Look below for the line containing "segment balloon envelope", then write out that line and every line after it to the end, exactly, minus the pictures.

_____

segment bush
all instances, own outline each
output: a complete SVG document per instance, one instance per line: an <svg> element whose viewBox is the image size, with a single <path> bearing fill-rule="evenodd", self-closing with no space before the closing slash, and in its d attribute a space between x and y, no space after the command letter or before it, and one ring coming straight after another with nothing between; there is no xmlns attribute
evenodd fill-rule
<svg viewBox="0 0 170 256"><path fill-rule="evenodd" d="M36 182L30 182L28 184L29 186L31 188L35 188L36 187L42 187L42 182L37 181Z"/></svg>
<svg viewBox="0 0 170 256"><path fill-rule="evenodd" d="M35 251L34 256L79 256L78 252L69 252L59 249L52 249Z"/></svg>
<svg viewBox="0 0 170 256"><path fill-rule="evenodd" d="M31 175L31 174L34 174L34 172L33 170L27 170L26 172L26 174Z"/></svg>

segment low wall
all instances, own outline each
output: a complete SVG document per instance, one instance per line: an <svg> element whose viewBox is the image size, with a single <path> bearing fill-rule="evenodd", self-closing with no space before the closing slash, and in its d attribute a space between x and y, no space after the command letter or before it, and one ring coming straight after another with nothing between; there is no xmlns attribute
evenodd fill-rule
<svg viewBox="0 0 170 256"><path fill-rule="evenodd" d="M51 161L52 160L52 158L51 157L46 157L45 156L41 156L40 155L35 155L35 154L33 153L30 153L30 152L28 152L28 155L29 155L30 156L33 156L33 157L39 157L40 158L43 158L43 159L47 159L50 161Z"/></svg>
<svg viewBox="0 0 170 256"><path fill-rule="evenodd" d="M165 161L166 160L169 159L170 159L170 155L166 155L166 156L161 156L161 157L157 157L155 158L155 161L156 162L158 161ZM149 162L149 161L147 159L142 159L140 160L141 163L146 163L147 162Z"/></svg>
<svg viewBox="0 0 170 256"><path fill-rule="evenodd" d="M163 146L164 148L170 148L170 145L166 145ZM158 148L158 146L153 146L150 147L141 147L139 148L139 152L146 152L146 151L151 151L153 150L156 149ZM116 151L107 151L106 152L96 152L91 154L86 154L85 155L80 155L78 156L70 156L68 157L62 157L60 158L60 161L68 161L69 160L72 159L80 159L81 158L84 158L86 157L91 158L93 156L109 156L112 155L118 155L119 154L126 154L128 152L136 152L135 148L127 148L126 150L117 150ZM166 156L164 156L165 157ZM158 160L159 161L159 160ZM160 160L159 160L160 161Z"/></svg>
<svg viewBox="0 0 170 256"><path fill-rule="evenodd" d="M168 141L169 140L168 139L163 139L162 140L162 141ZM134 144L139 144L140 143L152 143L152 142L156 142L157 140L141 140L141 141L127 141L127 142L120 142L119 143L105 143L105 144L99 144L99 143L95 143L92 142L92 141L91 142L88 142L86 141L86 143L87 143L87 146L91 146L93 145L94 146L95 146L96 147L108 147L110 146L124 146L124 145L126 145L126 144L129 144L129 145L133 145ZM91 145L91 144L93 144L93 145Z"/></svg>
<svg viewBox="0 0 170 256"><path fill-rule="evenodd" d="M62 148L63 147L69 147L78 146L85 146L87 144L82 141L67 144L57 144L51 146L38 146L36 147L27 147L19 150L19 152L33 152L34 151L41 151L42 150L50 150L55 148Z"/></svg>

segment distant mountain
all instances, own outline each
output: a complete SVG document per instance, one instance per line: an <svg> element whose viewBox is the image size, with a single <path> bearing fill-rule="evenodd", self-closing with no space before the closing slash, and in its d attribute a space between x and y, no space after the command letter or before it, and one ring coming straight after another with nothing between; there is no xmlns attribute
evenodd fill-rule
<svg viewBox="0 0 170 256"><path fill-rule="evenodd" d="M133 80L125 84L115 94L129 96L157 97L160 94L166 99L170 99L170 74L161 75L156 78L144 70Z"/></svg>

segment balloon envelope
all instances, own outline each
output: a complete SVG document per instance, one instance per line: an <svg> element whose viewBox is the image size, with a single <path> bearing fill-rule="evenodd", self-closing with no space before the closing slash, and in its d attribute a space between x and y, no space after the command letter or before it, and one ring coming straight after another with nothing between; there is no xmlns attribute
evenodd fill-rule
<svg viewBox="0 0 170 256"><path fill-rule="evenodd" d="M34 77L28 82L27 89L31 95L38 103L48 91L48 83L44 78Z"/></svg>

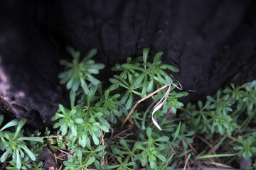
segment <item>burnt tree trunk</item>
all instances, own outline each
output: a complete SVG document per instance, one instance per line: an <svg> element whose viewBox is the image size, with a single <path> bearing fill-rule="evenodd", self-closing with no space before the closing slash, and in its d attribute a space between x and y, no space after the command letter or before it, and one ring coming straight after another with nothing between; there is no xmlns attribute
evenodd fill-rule
<svg viewBox="0 0 256 170"><path fill-rule="evenodd" d="M115 63L144 47L151 58L163 51L183 89L195 91L183 101L203 100L255 79L255 8L253 0L1 1L0 73L8 79L0 84L10 84L1 97L36 128L53 124L58 103L69 103L58 79L68 45L83 55L97 48L94 60L106 65L98 78L107 81Z"/></svg>

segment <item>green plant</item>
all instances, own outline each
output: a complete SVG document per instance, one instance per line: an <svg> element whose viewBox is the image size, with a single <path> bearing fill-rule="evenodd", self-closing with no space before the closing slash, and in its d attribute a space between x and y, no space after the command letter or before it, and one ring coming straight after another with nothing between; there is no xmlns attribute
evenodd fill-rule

_____

▶ [Task answer]
segment balloon envelope
all instances, own outline each
output: a complete SVG document per instance, one instance per line: an <svg> element whose viewBox is the image size, with a single <path> bearing fill-rule="evenodd", self-closing with no space before the closing slash, and in its d attribute a space between x and y, no space after the command letter or before it, and one ring coming straight after another with nothing between; there is no xmlns attribute
evenodd fill-rule
<svg viewBox="0 0 170 256"><path fill-rule="evenodd" d="M34 77L28 82L27 89L31 95L38 103L48 91L48 83L44 78Z"/></svg>

segment <item>burnt tree trunk</item>
all instances, own outline each
output: a complete SVG document per instance, one instance per line: an <svg> element whose viewBox is the image size, with a single <path> bearing fill-rule="evenodd", self-closing with no space before the closing slash, and in its d attribute a space between x and y, no space after the command letter or before it, and one ring coming straight after another with nothing between; there is no xmlns attribute
evenodd fill-rule
<svg viewBox="0 0 256 170"><path fill-rule="evenodd" d="M115 63L144 47L151 58L163 51L183 89L195 91L183 101L203 100L255 79L255 8L253 0L1 1L0 73L8 79L0 84L10 84L1 97L36 128L53 124L58 103L69 103L58 79L68 45L83 55L97 48L94 60L106 65L98 78L107 81Z"/></svg>

segment <item>green plant</item>
all instances, own outline each
output: a complete SVG document per instance, one instance per line: an <svg> element whose viewBox is the image size, with a single <path> bearing fill-rule="evenodd", self-closing with no space before the closing slash, and in its d attribute a space between x and y, no space after the command letter or before it, and one ring coming straight after another with nothing between; there is no xmlns attribute
evenodd fill-rule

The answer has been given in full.